**RAW DATA:**
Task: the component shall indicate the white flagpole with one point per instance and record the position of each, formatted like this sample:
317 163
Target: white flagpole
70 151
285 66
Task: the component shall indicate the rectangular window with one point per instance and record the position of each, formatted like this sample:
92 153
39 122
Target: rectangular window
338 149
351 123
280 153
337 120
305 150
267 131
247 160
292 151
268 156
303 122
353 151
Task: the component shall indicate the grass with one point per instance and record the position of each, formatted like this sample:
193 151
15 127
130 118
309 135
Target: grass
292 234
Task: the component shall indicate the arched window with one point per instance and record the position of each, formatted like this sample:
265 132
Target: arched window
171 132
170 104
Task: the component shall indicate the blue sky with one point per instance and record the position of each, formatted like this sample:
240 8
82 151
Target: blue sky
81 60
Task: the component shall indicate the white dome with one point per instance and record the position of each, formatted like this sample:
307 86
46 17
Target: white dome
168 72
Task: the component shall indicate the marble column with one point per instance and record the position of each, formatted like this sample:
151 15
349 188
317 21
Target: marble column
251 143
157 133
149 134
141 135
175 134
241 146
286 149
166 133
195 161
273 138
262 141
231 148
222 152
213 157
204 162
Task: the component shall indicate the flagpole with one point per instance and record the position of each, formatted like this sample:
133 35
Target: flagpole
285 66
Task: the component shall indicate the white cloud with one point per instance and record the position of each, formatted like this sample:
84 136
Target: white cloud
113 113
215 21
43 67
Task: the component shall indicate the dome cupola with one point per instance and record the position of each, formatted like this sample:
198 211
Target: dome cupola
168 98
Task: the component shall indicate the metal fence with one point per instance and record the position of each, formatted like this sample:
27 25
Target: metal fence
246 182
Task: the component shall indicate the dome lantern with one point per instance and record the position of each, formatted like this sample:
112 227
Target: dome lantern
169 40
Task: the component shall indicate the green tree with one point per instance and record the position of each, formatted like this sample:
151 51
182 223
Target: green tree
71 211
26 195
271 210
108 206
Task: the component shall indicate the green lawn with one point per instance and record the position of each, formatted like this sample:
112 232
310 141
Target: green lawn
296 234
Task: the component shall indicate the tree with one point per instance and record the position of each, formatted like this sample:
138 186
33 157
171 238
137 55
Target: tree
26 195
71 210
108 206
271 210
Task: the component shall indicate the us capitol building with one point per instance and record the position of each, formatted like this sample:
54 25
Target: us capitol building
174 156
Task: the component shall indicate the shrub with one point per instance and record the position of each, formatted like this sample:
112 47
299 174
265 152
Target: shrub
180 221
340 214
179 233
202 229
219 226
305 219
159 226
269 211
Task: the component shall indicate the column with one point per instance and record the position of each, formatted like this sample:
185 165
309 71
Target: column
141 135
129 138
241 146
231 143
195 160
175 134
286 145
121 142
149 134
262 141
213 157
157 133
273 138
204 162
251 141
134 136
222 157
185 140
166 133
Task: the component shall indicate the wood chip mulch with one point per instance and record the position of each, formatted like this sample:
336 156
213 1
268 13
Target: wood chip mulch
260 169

**WHAT NEEDS TO BE DONE:** Start to finish, give the listing again exactly.

**OUTPUT OF THE EXERCISE:**
Task: the component shall indicate the white flagpole with one point per instance and record the position of each, formatted like this sample:
317 163
Target: white flagpole
70 151
285 66
Task: the component shall indicate the rectangular window with one point per instance and record the position of each, formatted like this sample:
92 153
39 122
Target: rectangular window
338 149
351 123
280 153
337 120
305 150
267 131
247 160
292 151
268 156
303 122
353 151
Task: the component shall indicate the grass with one point per instance and record the position of each, formatted like this sample:
193 151
15 127
130 118
309 135
Target: grass
292 234
Task: the component shall indicate the arched window with one point per instance and record the position of each, formatted like this sample:
265 132
Target: arched window
171 132
170 104
Task: the component shall indicate the blue sky with one point per instance and record the position of each, formatted like this sample:
240 8
82 151
Target: blue sky
81 60
Task: the component shall indicate the white dome with one point per instance and record the position of each, formatted like this sample:
307 86
46 17
Target: white dome
168 72
Task: the component shall indicate the marble column with one point per instance and record the position of each, formatted like this sample:
151 15
349 188
317 21
Target: marble column
251 143
157 133
149 134
141 135
175 134
241 146
286 149
166 133
195 161
273 138
262 141
231 148
222 152
213 157
204 162
Task: the component shall indicate the flagpole with one point per instance and record the position of each, formatted like this sample:
133 35
Target: flagpole
285 66
Task: the component shall indicate the white cloud with one point per instance and record the position of each, formatted like this sample:
84 136
Target: white cloud
113 113
215 21
43 67
Task: the component shall indicate the dome cupola with one point per instance and record the position of each, formatted like this sample:
198 211
Target: dome cupola
168 98
Task: the component shall indicate the metal fence with one point per instance and record the position of each, formatted like this sample:
27 25
Target: metal fence
246 182
Task: the component shall indicate the dome lantern with one point per instance and record the position of each, formatted like this sample:
112 227
Target: dome lantern
169 40
Task: the component shall indicate the green tree with one point per instance and record the position of each, formatted like this sample:
151 51
182 223
Target: green tree
71 211
26 195
271 210
108 206
Task: the component shall indicate the green lawn with one point per instance and record the position of each, formatted like this sample:
112 232
310 141
Target: green lawn
296 234
Task: the component shall indicate the tree with one point per instance and record the position of each, formatted like this sample:
138 186
33 157
171 238
137 55
Target: tree
26 195
71 210
108 206
271 210
Task: the component shall indicate the us capitol building with one point per instance and record the position of each, formatted like this sample:
54 25
Target: us capitol building
174 156
Task: the component shall indicate the shrub with one point per instance and record the position of each, formatted like this sample:
112 47
299 174
265 152
Target: shrub
180 221
340 214
179 233
202 229
219 226
305 219
159 226
269 211
Task: the component shall indicate the column with one point per instance and record the position of each, formatted like this sample:
185 165
309 71
Target: column
141 135
129 138
241 146
231 143
195 160
175 134
286 145
121 142
149 134
262 141
213 157
157 133
273 138
204 162
251 141
134 136
222 157
185 140
166 133
Task: the component shall indicate the wood chip mulch with one point per instance and record the position of each, formatted like this sample:
336 156
213 1
268 13
Target: wood chip mulch
260 169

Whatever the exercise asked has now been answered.